Your assignment:
Reproduce each line below without any alteration.

Recorded data:
__________________________________________________

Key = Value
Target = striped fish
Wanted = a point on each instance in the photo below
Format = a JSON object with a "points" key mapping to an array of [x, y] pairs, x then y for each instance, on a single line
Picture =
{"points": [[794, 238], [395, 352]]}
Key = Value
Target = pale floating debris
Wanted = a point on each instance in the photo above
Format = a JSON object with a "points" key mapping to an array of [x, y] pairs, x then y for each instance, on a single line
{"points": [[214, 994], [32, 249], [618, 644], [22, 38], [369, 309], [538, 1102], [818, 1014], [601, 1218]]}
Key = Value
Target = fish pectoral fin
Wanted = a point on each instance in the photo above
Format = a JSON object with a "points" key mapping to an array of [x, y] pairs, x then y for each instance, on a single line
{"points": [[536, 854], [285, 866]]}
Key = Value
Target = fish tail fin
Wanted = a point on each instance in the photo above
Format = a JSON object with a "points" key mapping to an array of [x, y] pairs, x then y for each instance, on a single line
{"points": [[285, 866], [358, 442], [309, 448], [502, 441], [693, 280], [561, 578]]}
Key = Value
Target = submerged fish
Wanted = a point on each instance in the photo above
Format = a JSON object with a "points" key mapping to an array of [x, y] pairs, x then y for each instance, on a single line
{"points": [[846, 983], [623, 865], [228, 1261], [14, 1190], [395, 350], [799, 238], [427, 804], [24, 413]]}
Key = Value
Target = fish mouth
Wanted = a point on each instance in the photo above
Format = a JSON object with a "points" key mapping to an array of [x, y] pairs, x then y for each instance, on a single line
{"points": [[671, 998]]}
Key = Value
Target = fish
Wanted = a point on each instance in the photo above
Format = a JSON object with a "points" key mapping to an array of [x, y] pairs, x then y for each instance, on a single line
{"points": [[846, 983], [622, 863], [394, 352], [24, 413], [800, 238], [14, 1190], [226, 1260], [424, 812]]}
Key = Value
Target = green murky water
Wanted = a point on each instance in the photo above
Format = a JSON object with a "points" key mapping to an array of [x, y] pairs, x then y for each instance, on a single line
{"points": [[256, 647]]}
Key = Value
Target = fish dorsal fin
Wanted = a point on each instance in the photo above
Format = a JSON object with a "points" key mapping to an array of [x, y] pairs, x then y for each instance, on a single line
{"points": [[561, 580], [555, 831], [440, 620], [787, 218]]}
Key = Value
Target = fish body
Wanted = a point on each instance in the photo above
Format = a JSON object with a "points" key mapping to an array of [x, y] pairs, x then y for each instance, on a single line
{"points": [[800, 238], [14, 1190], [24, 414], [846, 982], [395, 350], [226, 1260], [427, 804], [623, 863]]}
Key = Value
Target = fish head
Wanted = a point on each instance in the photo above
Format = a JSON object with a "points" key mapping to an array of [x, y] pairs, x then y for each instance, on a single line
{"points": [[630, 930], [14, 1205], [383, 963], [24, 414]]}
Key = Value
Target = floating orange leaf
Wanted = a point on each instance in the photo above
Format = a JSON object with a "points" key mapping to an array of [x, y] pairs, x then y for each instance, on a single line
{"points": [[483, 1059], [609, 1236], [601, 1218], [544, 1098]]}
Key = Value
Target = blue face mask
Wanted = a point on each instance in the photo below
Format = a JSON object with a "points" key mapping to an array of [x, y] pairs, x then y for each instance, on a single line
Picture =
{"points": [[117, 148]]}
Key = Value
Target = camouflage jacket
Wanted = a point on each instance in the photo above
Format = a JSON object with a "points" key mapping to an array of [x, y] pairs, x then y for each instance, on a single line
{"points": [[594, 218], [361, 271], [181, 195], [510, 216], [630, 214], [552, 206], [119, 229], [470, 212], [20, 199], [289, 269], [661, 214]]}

__________________________________________________

Response to this task:
Key = Value
Target = striped fish
Wanted = a point on each instance in the photo below
Format = a JSON object with a "points" key mapping to an array of [x, y] pairs, x then y for each instance, on a single line
Picture =
{"points": [[794, 238], [395, 352]]}
Key = Value
Target = pale floating debris
Wanted = a point on each instance in the photo above
Format = a JSON object with a "points" key mapping to an array of [x, y] pairs, x then y for each instance, on a single line
{"points": [[214, 994], [32, 249], [618, 644], [22, 38], [369, 309], [538, 1102], [818, 1014], [601, 1218]]}
Key = Value
Target = fish pectoral fin
Wanted = a point on each instance in the photo above
Format = a JSON object with a "points" key mapping to an array of [x, y] pairs, x then y for each instance, on a single line
{"points": [[536, 854], [285, 866]]}
Key = Value
Target = fish tail fin
Wanted = a point on each instance in the photo above
Format = a JSON object with a "points" key mapping to an array of [x, y] pairs, x then y for each instance, on a single line
{"points": [[285, 866], [358, 442], [309, 448], [502, 441], [693, 280], [561, 578]]}
Key = Value
Target = submerged fish
Wanted = a point on each instance in the photo above
Format = a JSON object with a "points" key mapping to an array of [x, y] pairs, x then y for each instance, on a single line
{"points": [[846, 983], [623, 865], [228, 1261], [14, 1190], [395, 350], [799, 238], [427, 804], [24, 413]]}
Key = Value
Target = fish mouth
Wanted = a point on each instance in the photo above
Format = a JSON object with a "points" key mapping to an array of [x, y] pairs, x then y for each instance, on a single line
{"points": [[671, 998]]}
Key = Value
Target = fish
Wanted = a point on each instance in the photo above
Format = a JSON object with a "points" key mapping to an array of [x, y] pairs, x then y for each instance, on a single line
{"points": [[846, 983], [622, 863], [394, 352], [24, 413], [800, 238], [14, 1190], [226, 1260], [424, 812]]}
Key = Value
Target = green murky water
Wanted = a point on each instance in the photo above
Format = a JSON object with a "points" key mapping to an array of [x, y] pairs, x then y for each instance, on a single line
{"points": [[256, 647]]}
Key = Value
Target = fish dorsal fin
Wanted = a point on each instance in the photo above
Format = a JSON object with a "points" key mapping to an array of [x, y] pairs, x then y for each instance, on a single line
{"points": [[561, 580], [555, 831], [440, 620], [787, 218]]}
Key = Value
Target = fish body
Wanted = a point on each instance in the photo above
Format = a JSON object with a "points" key mapping to an array of [x, y] pairs, x then y for each instance, on a single line
{"points": [[800, 238], [14, 1190], [24, 414], [846, 982], [395, 350], [226, 1260], [427, 804], [623, 863]]}
Key = Value
Target = fish head
Wanted = a point on each instance in the photo above
Format = a JSON object with a "points" key mapping to an array of [x, y] pairs, x then y for each instance, on a single line
{"points": [[630, 930], [14, 1205], [383, 963], [24, 414]]}
Key = Value
Target = floating orange leaf
Wanted = a point on each instance in the photo above
Format = a JSON object with a "points" key mapping to an array of [x, y] pairs, x then y for each instance, on a single line
{"points": [[483, 1059], [609, 1236], [601, 1218], [544, 1098]]}
Key = Value
Target = blue face mask
Wanted = a point on each instance in the photo below
Format = a JSON object with a "points" key mapping to an array of [x, y] pairs, x then y for each instance, on a single line
Picture =
{"points": [[117, 148]]}
Key = Value
Target = camouflage jacket
Wanted = a point on each instance in the photo above
Format = a JSON object with a "points" key mapping to an array of [x, y] pairs, x then y for each instance, on a single line
{"points": [[594, 218], [361, 271], [181, 195], [510, 216], [630, 214], [552, 206], [119, 229], [470, 212], [20, 199], [289, 269], [661, 214]]}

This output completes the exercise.